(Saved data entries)
———
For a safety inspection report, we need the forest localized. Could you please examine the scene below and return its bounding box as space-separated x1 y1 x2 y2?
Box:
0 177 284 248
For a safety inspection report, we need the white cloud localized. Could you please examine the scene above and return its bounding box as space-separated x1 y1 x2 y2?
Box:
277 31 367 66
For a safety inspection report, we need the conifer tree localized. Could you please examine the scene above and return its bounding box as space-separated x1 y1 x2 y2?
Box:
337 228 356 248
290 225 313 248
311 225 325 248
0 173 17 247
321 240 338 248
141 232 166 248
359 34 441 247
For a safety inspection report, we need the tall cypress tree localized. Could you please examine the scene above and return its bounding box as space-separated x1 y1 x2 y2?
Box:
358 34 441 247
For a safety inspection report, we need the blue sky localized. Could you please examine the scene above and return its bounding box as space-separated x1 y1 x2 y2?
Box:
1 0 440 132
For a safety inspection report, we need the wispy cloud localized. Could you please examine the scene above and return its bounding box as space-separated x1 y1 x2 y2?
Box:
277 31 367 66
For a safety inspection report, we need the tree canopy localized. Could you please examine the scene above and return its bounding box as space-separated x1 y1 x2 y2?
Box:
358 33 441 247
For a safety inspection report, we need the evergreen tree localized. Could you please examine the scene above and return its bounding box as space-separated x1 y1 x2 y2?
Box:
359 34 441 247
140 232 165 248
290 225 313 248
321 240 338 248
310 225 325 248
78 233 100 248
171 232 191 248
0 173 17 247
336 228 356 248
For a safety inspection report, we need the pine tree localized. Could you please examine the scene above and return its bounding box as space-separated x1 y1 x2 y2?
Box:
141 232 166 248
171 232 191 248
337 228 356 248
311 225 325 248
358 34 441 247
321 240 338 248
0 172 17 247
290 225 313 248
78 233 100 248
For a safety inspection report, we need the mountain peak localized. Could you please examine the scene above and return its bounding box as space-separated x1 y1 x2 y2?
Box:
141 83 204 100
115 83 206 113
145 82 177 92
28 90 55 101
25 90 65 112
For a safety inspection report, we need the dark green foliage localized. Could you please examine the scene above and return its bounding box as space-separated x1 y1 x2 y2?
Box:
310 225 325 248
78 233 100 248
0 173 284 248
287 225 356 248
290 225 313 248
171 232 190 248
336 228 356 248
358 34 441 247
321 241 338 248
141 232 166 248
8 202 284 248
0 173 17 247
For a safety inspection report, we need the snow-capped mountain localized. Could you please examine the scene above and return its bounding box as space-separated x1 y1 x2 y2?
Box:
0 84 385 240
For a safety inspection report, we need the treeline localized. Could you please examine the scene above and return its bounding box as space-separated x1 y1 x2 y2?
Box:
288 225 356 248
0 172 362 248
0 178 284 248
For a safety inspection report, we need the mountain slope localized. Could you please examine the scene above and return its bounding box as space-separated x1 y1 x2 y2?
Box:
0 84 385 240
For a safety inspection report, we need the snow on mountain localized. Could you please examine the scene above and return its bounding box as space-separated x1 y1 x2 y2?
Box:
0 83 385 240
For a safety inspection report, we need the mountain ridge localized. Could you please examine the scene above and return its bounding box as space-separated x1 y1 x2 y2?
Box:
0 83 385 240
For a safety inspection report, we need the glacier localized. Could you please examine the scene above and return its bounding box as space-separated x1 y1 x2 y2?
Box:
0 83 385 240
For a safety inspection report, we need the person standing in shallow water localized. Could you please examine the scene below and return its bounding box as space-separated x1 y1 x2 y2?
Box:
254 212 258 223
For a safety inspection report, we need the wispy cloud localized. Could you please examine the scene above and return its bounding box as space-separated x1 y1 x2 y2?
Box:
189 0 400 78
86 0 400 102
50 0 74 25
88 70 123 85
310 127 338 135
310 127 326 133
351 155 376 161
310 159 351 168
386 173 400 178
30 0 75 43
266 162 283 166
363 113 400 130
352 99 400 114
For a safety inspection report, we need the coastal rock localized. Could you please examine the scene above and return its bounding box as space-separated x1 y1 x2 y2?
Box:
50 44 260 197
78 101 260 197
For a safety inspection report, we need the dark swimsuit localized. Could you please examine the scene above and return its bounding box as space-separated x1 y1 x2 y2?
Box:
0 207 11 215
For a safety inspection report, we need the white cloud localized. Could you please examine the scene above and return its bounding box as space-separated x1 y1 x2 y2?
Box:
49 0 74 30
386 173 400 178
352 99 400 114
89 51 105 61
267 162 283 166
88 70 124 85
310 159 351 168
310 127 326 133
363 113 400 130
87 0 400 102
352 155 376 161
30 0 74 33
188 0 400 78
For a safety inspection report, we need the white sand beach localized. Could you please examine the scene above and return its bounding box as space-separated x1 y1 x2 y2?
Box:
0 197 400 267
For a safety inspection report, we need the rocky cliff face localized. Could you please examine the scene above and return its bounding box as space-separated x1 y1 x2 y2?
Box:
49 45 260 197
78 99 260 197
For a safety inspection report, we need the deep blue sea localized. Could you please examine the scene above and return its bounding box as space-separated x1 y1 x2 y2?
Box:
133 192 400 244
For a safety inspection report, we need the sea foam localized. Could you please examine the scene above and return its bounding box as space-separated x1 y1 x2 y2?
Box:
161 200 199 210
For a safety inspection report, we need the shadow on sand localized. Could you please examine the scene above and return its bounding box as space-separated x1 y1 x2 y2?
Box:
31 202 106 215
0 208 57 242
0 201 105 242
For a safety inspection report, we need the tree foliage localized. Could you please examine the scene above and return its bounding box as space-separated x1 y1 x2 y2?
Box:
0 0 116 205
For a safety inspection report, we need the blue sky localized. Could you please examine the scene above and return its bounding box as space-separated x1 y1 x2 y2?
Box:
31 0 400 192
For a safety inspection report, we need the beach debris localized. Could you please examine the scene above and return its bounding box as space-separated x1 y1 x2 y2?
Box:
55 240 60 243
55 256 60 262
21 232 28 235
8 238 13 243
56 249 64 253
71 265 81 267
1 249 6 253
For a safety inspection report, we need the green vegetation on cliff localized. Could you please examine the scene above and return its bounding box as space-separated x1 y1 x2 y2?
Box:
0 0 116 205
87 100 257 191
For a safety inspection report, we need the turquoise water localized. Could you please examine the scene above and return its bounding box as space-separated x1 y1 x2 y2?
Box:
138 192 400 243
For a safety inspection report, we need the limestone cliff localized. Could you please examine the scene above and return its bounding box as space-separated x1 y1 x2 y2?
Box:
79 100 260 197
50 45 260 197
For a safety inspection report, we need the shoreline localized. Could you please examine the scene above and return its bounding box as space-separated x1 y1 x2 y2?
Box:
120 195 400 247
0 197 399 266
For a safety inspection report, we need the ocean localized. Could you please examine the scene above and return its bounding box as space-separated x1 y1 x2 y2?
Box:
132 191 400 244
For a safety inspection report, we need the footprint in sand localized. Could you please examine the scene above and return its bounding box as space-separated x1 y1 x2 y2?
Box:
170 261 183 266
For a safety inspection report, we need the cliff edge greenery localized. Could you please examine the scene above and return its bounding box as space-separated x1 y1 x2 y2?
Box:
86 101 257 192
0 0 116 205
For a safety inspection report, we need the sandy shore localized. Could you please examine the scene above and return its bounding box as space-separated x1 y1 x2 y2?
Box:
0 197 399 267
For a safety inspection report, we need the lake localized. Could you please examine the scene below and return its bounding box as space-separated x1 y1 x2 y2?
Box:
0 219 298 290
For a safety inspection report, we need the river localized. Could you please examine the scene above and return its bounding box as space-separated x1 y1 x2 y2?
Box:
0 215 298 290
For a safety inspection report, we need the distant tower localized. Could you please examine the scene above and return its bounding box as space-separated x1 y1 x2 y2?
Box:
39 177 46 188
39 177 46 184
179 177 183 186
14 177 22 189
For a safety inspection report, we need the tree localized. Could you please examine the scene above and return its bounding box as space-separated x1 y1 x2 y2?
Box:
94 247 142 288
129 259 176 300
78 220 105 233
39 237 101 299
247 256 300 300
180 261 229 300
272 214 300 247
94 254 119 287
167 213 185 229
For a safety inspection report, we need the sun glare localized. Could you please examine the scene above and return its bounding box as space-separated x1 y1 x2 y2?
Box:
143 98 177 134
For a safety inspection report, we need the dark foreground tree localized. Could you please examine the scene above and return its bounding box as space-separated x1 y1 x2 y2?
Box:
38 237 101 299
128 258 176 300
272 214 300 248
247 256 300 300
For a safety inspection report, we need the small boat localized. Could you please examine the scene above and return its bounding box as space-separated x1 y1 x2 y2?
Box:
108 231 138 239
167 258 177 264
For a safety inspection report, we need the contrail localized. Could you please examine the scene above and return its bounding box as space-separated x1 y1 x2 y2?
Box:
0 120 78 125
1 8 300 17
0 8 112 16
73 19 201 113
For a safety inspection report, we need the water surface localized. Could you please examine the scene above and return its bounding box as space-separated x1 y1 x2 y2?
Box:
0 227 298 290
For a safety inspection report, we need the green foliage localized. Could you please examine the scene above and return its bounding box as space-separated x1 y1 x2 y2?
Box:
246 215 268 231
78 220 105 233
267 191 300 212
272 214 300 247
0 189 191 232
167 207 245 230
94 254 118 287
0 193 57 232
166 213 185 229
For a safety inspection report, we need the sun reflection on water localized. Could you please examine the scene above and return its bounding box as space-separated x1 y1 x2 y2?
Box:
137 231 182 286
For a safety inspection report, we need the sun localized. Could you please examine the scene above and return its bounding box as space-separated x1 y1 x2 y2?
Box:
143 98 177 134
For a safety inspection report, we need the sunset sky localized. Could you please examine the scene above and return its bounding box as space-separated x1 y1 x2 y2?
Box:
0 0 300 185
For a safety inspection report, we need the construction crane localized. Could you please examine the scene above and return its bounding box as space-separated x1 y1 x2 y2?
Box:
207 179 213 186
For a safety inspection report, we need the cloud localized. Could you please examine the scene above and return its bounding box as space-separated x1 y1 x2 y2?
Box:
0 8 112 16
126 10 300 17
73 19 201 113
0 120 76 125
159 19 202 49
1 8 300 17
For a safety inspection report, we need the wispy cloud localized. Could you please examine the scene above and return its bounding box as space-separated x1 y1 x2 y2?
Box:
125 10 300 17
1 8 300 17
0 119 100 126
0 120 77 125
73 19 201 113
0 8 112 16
———
**What is being asked**.
Once every line above has been checked for the string "foliage", give the number of matching lines and nothing more.

**Solved exercise**.
3